- _What to work on_: Omitting all pictures, copy word for word the lines from the line containing "Could you point out the bokeh" through the final line of the entries.

- _Given data_:
════════

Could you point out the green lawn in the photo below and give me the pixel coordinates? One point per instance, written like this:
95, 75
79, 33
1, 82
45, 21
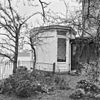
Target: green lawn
56, 95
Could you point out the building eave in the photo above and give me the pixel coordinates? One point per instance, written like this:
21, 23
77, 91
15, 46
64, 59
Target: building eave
51, 27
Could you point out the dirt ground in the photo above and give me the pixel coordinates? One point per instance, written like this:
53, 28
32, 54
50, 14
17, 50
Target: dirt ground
56, 95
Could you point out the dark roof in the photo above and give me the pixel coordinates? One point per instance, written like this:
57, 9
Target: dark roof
50, 27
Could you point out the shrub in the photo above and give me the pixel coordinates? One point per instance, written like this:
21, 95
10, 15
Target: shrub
61, 83
93, 72
24, 88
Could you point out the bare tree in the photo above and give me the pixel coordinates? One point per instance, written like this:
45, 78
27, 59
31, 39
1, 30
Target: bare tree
11, 24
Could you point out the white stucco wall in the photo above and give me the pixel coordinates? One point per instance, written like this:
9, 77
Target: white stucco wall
47, 51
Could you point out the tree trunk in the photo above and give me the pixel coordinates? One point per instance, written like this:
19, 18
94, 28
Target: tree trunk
14, 67
34, 63
16, 51
32, 46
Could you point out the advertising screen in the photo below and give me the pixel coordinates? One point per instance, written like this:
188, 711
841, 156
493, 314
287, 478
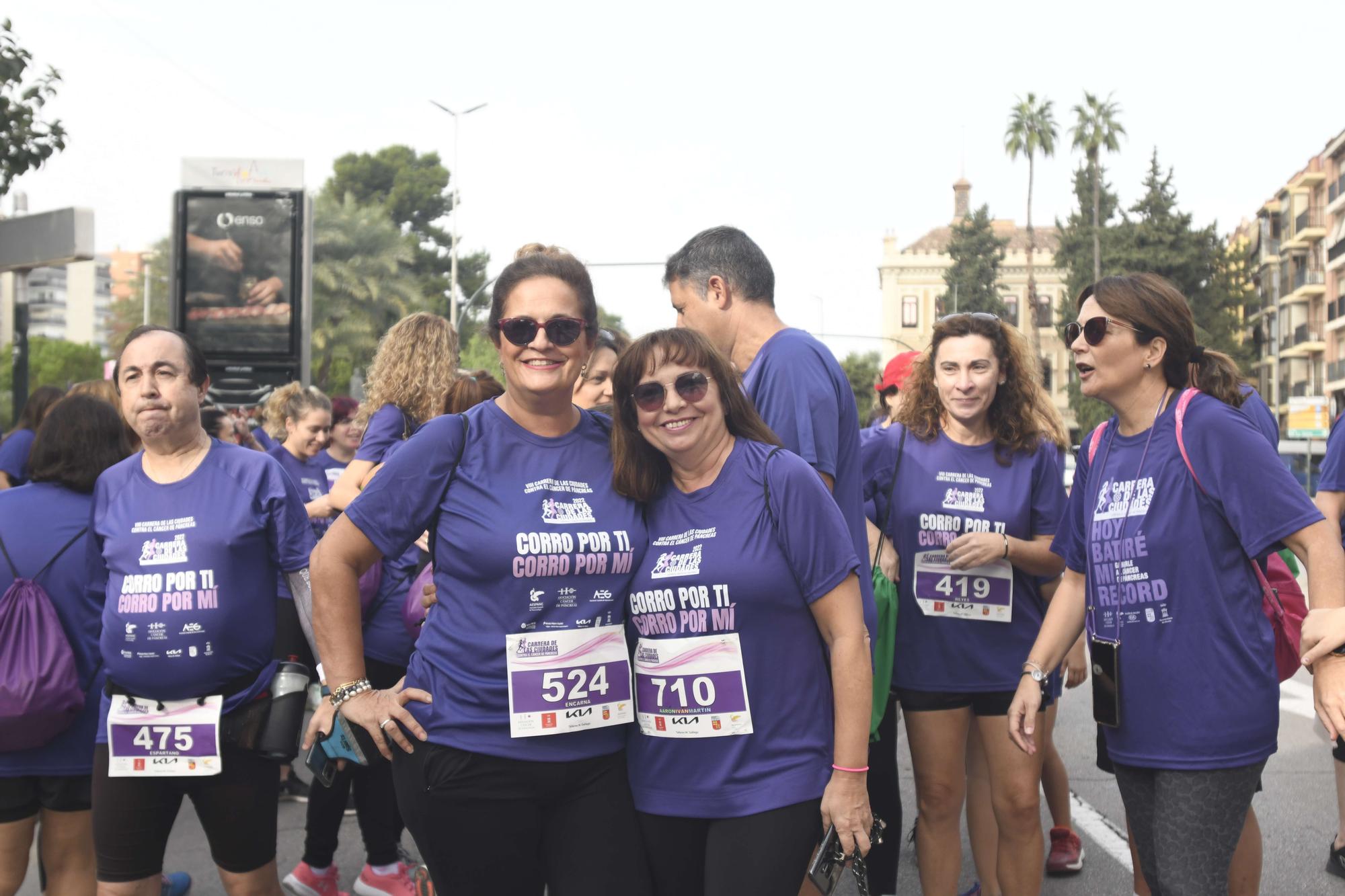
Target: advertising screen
239, 272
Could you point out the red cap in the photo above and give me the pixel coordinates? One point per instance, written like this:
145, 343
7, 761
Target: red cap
898, 370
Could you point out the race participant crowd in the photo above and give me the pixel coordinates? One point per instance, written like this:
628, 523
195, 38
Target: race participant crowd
645, 616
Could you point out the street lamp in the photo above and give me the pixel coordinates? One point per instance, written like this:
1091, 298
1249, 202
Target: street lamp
458, 196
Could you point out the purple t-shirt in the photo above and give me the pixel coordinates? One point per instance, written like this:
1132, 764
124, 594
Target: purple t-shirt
189, 571
387, 425
767, 573
1168, 569
966, 642
504, 533
310, 478
36, 522
805, 397
14, 455
264, 439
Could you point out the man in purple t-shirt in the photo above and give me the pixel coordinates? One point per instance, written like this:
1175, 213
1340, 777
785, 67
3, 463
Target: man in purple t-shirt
186, 541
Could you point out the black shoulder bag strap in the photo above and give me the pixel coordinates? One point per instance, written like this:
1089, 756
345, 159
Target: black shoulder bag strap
766, 487
443, 497
892, 494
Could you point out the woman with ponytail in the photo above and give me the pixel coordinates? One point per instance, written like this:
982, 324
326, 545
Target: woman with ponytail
1157, 541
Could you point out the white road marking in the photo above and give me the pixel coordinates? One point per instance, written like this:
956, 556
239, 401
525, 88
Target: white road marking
1101, 830
1297, 697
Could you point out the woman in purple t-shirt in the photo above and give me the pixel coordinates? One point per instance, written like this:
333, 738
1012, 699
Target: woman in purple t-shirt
520, 685
412, 370
973, 467
1156, 540
753, 677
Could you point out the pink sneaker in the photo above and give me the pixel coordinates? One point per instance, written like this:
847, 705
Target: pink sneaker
395, 884
303, 881
1067, 853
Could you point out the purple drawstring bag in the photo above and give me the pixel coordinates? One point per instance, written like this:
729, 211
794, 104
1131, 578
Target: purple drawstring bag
414, 614
40, 689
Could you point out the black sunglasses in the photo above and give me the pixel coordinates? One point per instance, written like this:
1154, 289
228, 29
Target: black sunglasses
692, 386
560, 331
974, 315
1094, 330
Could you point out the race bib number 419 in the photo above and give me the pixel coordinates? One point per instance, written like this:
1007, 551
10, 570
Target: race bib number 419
983, 594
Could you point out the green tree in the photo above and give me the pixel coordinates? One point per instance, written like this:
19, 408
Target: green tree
414, 192
130, 313
974, 278
1032, 130
52, 362
1075, 255
28, 140
364, 283
1096, 130
863, 370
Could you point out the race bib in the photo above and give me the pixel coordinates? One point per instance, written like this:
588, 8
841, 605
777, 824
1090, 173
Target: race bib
984, 594
563, 681
692, 688
181, 739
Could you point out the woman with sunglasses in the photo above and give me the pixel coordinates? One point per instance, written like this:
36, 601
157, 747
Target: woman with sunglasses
518, 690
412, 370
1157, 568
751, 669
973, 467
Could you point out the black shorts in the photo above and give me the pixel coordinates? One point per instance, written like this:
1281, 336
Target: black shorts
987, 702
26, 795
132, 817
290, 637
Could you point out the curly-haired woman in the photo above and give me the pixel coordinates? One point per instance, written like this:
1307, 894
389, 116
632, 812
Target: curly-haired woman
414, 368
976, 450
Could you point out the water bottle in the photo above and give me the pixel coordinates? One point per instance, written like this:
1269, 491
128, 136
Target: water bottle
279, 739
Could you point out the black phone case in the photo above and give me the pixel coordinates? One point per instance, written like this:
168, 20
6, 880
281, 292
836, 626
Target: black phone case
1106, 662
827, 868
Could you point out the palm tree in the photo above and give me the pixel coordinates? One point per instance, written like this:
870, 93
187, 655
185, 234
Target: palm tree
1032, 130
1096, 130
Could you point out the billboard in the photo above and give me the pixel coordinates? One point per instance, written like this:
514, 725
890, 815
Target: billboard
240, 272
1309, 417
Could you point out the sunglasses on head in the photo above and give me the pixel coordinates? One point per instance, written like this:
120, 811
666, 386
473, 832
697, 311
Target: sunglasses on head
560, 331
1094, 330
692, 386
974, 315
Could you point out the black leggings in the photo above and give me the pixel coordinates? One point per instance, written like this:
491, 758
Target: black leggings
376, 803
1187, 823
508, 826
763, 854
886, 801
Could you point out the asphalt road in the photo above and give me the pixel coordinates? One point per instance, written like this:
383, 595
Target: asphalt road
1297, 815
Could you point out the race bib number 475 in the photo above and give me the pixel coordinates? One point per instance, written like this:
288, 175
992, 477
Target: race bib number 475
174, 737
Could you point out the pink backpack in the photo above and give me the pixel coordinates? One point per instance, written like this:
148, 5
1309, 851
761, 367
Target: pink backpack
1282, 600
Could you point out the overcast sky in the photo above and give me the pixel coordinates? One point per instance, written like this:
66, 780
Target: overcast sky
621, 130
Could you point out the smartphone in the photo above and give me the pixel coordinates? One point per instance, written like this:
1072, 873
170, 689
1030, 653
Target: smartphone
322, 764
1106, 658
829, 864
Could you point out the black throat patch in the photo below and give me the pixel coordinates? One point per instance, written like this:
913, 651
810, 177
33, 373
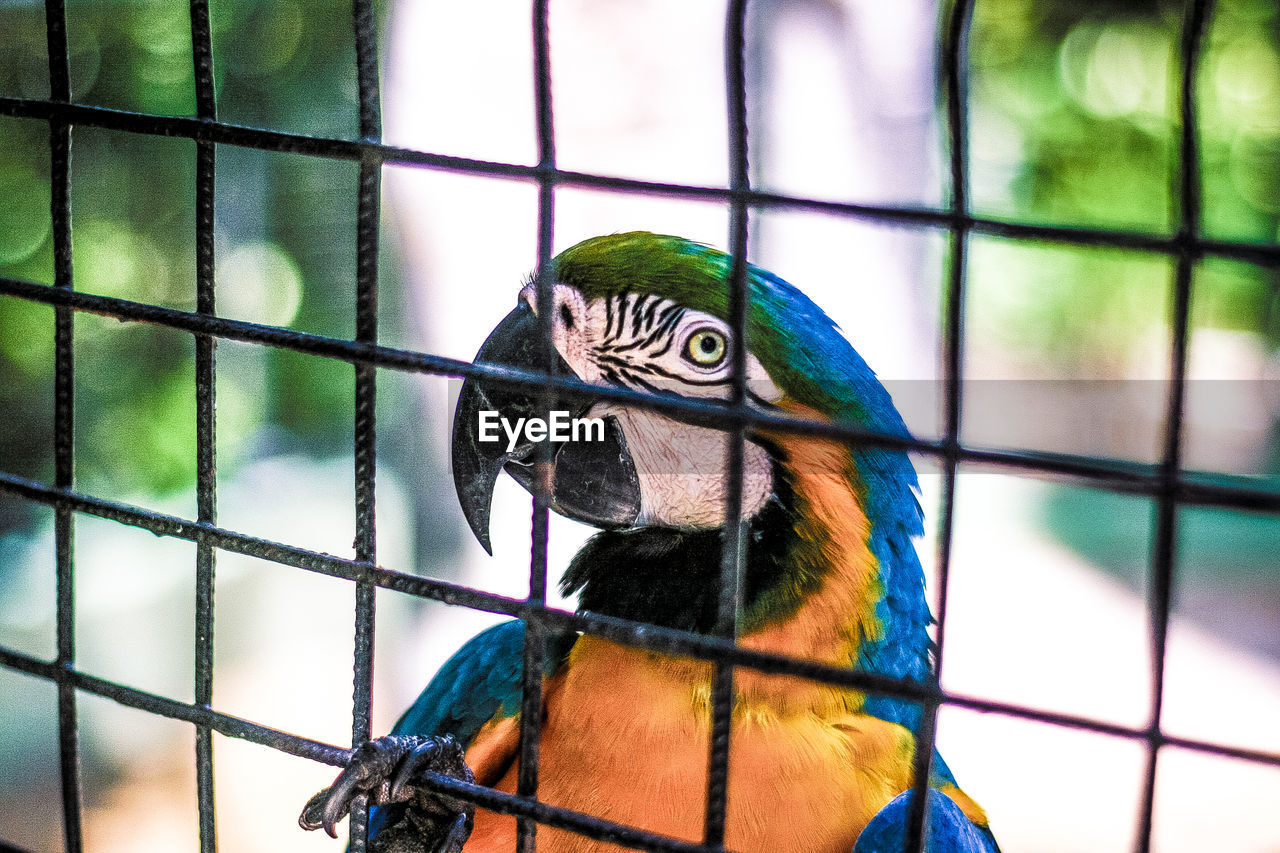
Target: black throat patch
671, 578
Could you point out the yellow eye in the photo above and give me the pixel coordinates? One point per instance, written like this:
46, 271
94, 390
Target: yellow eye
705, 347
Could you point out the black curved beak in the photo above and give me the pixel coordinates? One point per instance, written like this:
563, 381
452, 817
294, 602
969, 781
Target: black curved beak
496, 428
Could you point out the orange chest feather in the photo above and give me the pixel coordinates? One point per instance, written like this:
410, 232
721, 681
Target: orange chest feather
799, 781
627, 731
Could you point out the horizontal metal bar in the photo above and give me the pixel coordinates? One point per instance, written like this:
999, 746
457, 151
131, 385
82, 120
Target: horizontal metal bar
261, 138
225, 724
1110, 474
630, 633
330, 755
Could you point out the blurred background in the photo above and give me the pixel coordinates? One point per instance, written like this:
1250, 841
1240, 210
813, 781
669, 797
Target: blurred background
1072, 121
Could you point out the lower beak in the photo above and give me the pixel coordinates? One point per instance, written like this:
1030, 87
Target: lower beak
496, 428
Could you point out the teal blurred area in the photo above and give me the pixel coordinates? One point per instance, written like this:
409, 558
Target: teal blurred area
1073, 121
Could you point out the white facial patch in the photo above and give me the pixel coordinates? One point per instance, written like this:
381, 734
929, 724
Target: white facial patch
682, 469
650, 343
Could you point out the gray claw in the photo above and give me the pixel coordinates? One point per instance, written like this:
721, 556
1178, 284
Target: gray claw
385, 771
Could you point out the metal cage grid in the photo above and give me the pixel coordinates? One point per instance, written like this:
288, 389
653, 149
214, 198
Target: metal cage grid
1166, 482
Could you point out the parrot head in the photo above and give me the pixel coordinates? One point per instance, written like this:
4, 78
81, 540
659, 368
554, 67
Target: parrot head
649, 313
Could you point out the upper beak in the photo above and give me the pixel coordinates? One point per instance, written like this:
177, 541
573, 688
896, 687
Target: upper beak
593, 480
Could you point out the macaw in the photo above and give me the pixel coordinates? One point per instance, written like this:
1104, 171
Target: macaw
830, 575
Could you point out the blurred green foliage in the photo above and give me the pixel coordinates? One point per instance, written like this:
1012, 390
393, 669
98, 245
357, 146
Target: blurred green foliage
1075, 121
284, 240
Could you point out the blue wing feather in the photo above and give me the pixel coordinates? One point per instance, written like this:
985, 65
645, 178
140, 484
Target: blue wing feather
950, 831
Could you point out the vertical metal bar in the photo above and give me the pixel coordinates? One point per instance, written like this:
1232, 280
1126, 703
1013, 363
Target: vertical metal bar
535, 647
1161, 588
955, 59
728, 605
64, 423
369, 205
206, 455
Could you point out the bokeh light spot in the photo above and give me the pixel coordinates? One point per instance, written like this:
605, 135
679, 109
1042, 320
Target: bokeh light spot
259, 282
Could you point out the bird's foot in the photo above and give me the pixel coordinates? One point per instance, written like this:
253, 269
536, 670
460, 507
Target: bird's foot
388, 771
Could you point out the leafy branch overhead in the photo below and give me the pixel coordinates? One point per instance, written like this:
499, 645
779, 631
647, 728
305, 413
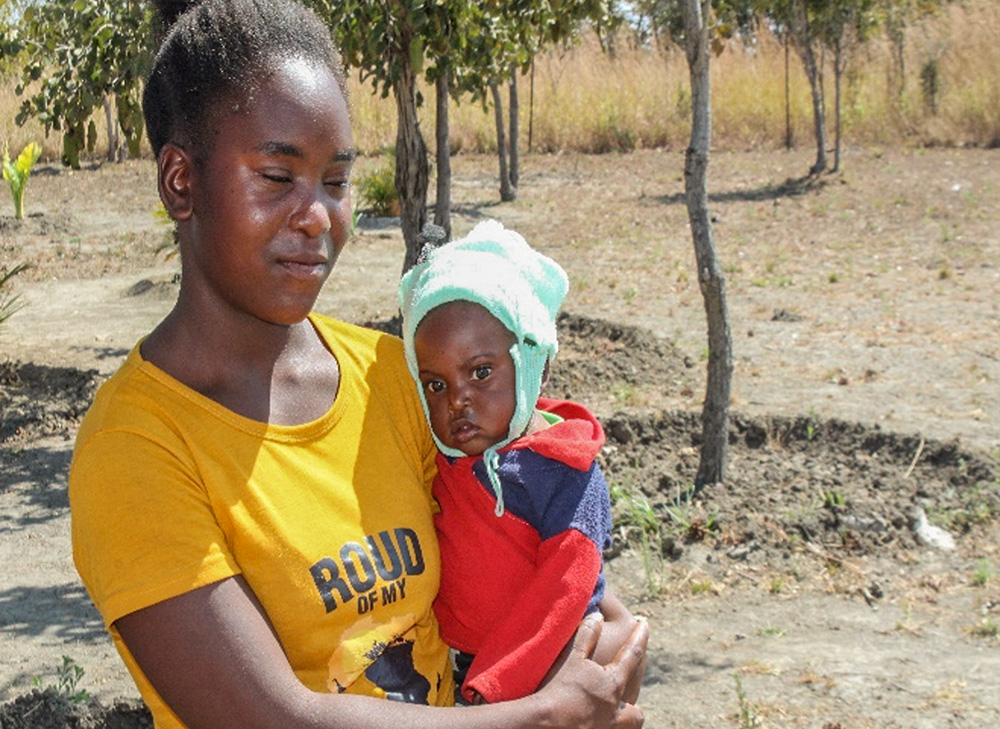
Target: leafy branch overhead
80, 55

════════

- _Finished answer_:
Could you point out the bokeh light spot in the photo above and give me the pixel coordinates? One point per instance, written like this:
605, 135
679, 109
1042, 320
Target: bokeh light spot
259, 282
Could you point out the bird's foot in the photo above and give me the pixel coordinates? One point per instance, written like this:
253, 269
536, 670
460, 507
Target: bird's foot
388, 771
Could you point out the leafy branch overhead in the photo below and give me the pixel coordinates? One point per instance, written like this:
499, 645
779, 631
647, 728
305, 413
Target: leafy branch overhead
80, 55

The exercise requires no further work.